··· Material provided

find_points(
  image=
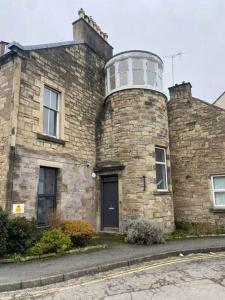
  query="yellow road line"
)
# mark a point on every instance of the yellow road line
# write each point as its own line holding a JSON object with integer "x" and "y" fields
{"x": 147, "y": 266}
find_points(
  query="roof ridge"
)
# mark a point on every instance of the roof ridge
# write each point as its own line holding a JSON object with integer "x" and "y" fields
{"x": 44, "y": 46}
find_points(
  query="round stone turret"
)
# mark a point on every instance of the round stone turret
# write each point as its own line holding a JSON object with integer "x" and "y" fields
{"x": 134, "y": 69}
{"x": 133, "y": 143}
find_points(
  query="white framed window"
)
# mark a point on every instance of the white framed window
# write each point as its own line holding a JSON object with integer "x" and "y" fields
{"x": 51, "y": 112}
{"x": 151, "y": 72}
{"x": 218, "y": 185}
{"x": 161, "y": 169}
{"x": 123, "y": 72}
{"x": 138, "y": 71}
{"x": 112, "y": 77}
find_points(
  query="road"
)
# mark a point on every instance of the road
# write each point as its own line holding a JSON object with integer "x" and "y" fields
{"x": 188, "y": 278}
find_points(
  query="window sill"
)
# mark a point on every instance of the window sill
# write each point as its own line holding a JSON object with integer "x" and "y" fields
{"x": 158, "y": 193}
{"x": 50, "y": 139}
{"x": 217, "y": 210}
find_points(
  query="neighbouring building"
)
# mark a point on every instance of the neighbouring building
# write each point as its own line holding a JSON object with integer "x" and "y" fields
{"x": 91, "y": 136}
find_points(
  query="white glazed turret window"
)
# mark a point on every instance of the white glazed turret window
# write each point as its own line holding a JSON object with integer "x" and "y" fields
{"x": 151, "y": 73}
{"x": 112, "y": 78}
{"x": 138, "y": 71}
{"x": 134, "y": 69}
{"x": 123, "y": 72}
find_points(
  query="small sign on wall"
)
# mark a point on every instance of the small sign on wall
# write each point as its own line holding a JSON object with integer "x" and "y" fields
{"x": 18, "y": 208}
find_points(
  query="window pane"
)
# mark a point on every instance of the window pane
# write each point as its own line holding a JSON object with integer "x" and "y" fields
{"x": 112, "y": 83}
{"x": 47, "y": 97}
{"x": 161, "y": 177}
{"x": 123, "y": 66}
{"x": 112, "y": 77}
{"x": 52, "y": 122}
{"x": 123, "y": 79}
{"x": 54, "y": 100}
{"x": 151, "y": 73}
{"x": 45, "y": 120}
{"x": 112, "y": 71}
{"x": 160, "y": 155}
{"x": 219, "y": 182}
{"x": 137, "y": 63}
{"x": 220, "y": 198}
{"x": 138, "y": 77}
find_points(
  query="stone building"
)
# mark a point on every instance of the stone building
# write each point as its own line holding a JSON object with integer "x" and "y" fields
{"x": 91, "y": 136}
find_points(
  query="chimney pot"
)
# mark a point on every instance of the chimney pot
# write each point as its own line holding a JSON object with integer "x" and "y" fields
{"x": 181, "y": 91}
{"x": 81, "y": 13}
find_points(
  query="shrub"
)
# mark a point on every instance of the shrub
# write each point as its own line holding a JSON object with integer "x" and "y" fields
{"x": 52, "y": 241}
{"x": 22, "y": 234}
{"x": 3, "y": 232}
{"x": 143, "y": 232}
{"x": 79, "y": 231}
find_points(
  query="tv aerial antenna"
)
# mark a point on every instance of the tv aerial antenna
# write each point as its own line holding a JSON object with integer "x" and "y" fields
{"x": 172, "y": 57}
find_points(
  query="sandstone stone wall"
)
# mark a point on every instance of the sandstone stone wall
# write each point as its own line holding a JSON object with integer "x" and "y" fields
{"x": 197, "y": 147}
{"x": 131, "y": 124}
{"x": 76, "y": 72}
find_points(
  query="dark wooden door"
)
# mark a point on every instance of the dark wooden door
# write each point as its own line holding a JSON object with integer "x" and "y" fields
{"x": 109, "y": 195}
{"x": 46, "y": 195}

······

Apart from the pictures, the entries above are to be repeated in full and exactly.

find_points(
  image=
  query="yellow road line"
)
# mark a point on every instance of the yellow road line
# write each point as its own line holding a JSON object with integer "x" and "y" fields
{"x": 147, "y": 266}
find_points(
  query="roof ridge"
)
# mark a point on every instance of the roof ridge
# write each point as its own line holding a JSON object with integer "x" and "y" fields
{"x": 44, "y": 46}
find_points(
  query="round stone turret"
)
# mark a point on every instance of the round stone turret
# write each point as its own line holding a JSON object with integer "x" and "y" fields
{"x": 134, "y": 69}
{"x": 133, "y": 143}
find_points(
  query="white framed window"
)
# mark a point on every instance of the white framed window
# write each point as its own line holding a JSON object with integer "x" and "y" fields
{"x": 51, "y": 112}
{"x": 151, "y": 72}
{"x": 218, "y": 185}
{"x": 161, "y": 169}
{"x": 123, "y": 72}
{"x": 138, "y": 71}
{"x": 112, "y": 77}
find_points(
  query="road"
)
# mark a point on every instance of the road
# write each point as its own line holding a JSON object with integer "x" and "y" fields
{"x": 188, "y": 278}
find_points(
  query="window sill"
)
# mark a point on every instance of the window sill
# write each point as its own line holding a JSON object with integer "x" and "y" fields
{"x": 158, "y": 193}
{"x": 50, "y": 139}
{"x": 217, "y": 210}
find_points(
  query="neighbouring building"
)
# mark a point on every instance of the neighbouring building
# write each point as its own line holding a JSON object with integer "x" and "y" fields
{"x": 91, "y": 136}
find_points(
  query="white glazed turret window"
)
# mark a point on every instance of the white glazed turret window
# write each point as its own line holding a JSON object with integer "x" and "y" fields
{"x": 151, "y": 73}
{"x": 112, "y": 78}
{"x": 138, "y": 71}
{"x": 134, "y": 69}
{"x": 123, "y": 72}
find_points(
  query="small sign on wall"
)
# mark a point on every instance of the small sign on wall
# write each point as its own line holding a JSON object with integer "x" and "y" fields
{"x": 18, "y": 208}
find_points(
  query="window pane"
)
# mark a point on every instance of the window pane
# write each point as its own line holding a JSON object with integer "x" and "y" fields
{"x": 112, "y": 83}
{"x": 47, "y": 97}
{"x": 161, "y": 177}
{"x": 123, "y": 66}
{"x": 112, "y": 77}
{"x": 52, "y": 122}
{"x": 123, "y": 79}
{"x": 54, "y": 100}
{"x": 151, "y": 73}
{"x": 45, "y": 120}
{"x": 112, "y": 71}
{"x": 160, "y": 155}
{"x": 219, "y": 182}
{"x": 137, "y": 63}
{"x": 220, "y": 198}
{"x": 138, "y": 77}
find_points(
  query="stone building"
)
# mark a point on every instance of the stone building
# write each point as its own line holding a JSON object with integer "x" and "y" fields
{"x": 91, "y": 136}
find_points(
  query="chimney pot"
)
# mark a point on every instance of the chimney pot
# write each point as its own line holding a JSON object with integer "x" and "y" fields
{"x": 181, "y": 91}
{"x": 81, "y": 13}
find_points(
  query="shrub"
)
# mark a point on every instance of the shrub
# write each point as its own line holding a JSON object with integer "x" and "y" fields
{"x": 52, "y": 241}
{"x": 22, "y": 234}
{"x": 3, "y": 232}
{"x": 143, "y": 232}
{"x": 79, "y": 231}
find_points(
  query="tv aerial antenna"
)
# mark a point on every instance of the tv aerial antenna
# write each point as its own line holding a JSON object with integer "x" and "y" fields
{"x": 172, "y": 57}
find_points(
  query="sandstone stone wall"
)
# mark a point on every instance of the sandstone stone wall
# write each point as its own line holding a JSON object with integer "x" and "y" fields
{"x": 197, "y": 147}
{"x": 131, "y": 124}
{"x": 76, "y": 72}
find_points(
  query="dark wooden door"
)
# mark a point on every instance of the dark wooden door
# write each point as its own line holding a JSON object with integer "x" and "y" fields
{"x": 109, "y": 195}
{"x": 46, "y": 195}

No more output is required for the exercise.